-- Start Raw records --

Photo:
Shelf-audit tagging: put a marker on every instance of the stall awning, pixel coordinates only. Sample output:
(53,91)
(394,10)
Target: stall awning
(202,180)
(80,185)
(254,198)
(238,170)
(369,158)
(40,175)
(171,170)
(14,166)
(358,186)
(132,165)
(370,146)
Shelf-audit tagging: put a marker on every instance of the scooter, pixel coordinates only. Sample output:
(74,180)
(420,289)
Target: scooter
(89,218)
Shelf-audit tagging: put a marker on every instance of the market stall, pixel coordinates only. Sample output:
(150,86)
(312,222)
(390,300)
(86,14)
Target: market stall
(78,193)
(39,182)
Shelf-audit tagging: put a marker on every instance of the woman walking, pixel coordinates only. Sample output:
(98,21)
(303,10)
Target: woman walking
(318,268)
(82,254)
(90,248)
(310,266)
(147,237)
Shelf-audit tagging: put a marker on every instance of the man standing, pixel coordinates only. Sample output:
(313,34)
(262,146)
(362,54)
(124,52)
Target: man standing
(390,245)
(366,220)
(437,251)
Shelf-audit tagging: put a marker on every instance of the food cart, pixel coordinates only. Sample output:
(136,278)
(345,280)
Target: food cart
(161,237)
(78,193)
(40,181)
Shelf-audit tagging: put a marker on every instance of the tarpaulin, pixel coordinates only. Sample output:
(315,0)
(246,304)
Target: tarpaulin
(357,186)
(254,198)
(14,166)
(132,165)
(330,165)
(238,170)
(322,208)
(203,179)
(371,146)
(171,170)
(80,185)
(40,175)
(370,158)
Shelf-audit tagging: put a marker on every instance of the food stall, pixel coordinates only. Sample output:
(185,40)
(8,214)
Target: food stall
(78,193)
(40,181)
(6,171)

-- End Raw records --

Repeat word for word each line from the one with "Shelf-audit tagging: put a marker on every instance of the woman" to the end of the records above, inclusive.

*In response*.
Shelf-audit tagging: put a marker on every instance of the woman walking, pixel coordinates only. Sample output:
(98,21)
(303,10)
Target: woman walking
(318,268)
(82,254)
(90,248)
(310,266)
(147,237)
Shelf-audit tagging: put a marker on every instance of the man standing, pixel coordinates only. Sample output:
(313,34)
(262,146)
(362,54)
(124,52)
Target: man standing
(390,245)
(366,220)
(437,251)
Shelf-audit tagging: put a marker on every instance of the food cart, pixel coordinates only. Sample output:
(136,278)
(345,280)
Target: food cart
(161,237)
(78,193)
(40,181)
Shelf-audit tagging: put a marker on every instance of the tarpaulin, pixel coordinates only. Sample output:
(315,0)
(246,304)
Target: tarpaulin
(357,186)
(254,198)
(14,166)
(132,165)
(330,165)
(238,170)
(322,208)
(203,179)
(371,146)
(171,170)
(80,185)
(40,175)
(370,158)
Shelf-audit tagging: put a marker on every instance of the food stall, pixel coordinates only. Sample output:
(185,40)
(8,214)
Target: food stall
(78,193)
(40,181)
(6,171)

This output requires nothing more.